Teks Bacaan ::
Oleh: Pajarudin

Kunjungan Grand Syekh Al-Azhar Prof. Dr. Ahmad Muhammad At-Thayyib ke Indonesia memiliki kesan sekaligus kebanggaan bagi para pelajar Indonesia yang pernah menimba ilmu di Universitas Al-Azhar Kairo, Mesir. Mengingat hubungan Indonesia dengan Mesir sudah terjalin sejak abad ke 19 M. Namun, tahukah anda, siapa generasi pertama pelajar Indonesia yang menuntut ilmu di Universitas yang berdiri tahun 970-972 Masehi ini?

Dalam buku yang berjudul “Jauh di Mata Dekat di Hati”, sebuah buku yang menggambarkan hubungan antara negara Indonesia dengan Mesir terbitan KBRI Kairo, disebutkan bahwa pada tahun 1850 M di komplek Masjid Al-Azhar dijumpai komunitas orang Indonesia. Hal ini ditunjukkan dengan adanya Ruwak Jawi (hunian bagi orang Indonesia). Selain Ruwak Jawi, di masjid ini juga terdapat tiga Ruwak lain, yakni Ruwak Atrak (Turki), Ruwak Syami (Suriah) dan Ruwak Maghorobah (Maroko). Salah satu pelajar pertama dari Indonesia yang tinggal di Mesir dan tercatat di buku terbitan tahun 2010 tersebut adalah KH. Abdul Manan Dipomenggolo Tremas. Beliau tinggal di Mesir sekitar tahun 1850 M.

Data yang Diberikan ::
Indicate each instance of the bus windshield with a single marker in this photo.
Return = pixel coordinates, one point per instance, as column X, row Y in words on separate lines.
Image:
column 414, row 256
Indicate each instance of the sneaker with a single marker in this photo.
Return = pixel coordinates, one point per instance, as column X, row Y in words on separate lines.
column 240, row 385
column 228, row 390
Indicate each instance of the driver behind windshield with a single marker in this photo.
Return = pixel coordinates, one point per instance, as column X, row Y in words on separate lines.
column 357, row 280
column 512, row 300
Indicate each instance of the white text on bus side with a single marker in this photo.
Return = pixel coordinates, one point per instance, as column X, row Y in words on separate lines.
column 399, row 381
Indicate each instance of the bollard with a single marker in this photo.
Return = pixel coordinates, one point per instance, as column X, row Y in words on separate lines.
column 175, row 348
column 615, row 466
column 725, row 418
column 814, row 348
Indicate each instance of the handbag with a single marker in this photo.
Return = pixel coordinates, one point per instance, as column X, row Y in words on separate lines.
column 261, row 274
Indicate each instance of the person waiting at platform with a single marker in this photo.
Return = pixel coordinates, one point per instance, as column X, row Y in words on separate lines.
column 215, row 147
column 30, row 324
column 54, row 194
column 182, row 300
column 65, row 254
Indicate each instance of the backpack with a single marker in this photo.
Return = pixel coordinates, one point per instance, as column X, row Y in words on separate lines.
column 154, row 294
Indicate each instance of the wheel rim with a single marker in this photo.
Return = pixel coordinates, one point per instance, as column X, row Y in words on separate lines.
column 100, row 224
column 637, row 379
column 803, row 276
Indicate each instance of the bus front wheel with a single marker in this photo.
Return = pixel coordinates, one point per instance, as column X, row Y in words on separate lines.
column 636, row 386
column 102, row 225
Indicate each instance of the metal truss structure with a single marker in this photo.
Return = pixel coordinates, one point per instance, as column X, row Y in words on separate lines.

Yang Harus Dikerjakan ::
Tentukan apakah tiap pernyataan di bawah ini sesuai dengan teks bacaan tentang pelajar Indonesia di Al-Azhar. Jawab ya atau tidak, lalu kutip kata-kata teks yang menentukan jawaban itu.
1. Hubungan Indonesia dengan Mesir sudah terjalin sejak abad ke-19 M.
2. Buku "Jauh di Mata Dekat di Hati" diterbitkan oleh Universitas Al-Azhar.
3. Selain Ruwak Jawi, di Masjid Al-Azhar terdapat dua ruwak lain.

Hasil Pengerjaan ::
1. Ya: "hubungan Indonesia dengan Mesir sudah terjalin sejak abad ke 19 M."
2. Tidak: "terbitan KBRI Kairo"
3. Tidak: "Selain Ruwak Jawi, di masjid ini juga terdapat tiga Ruwak lain"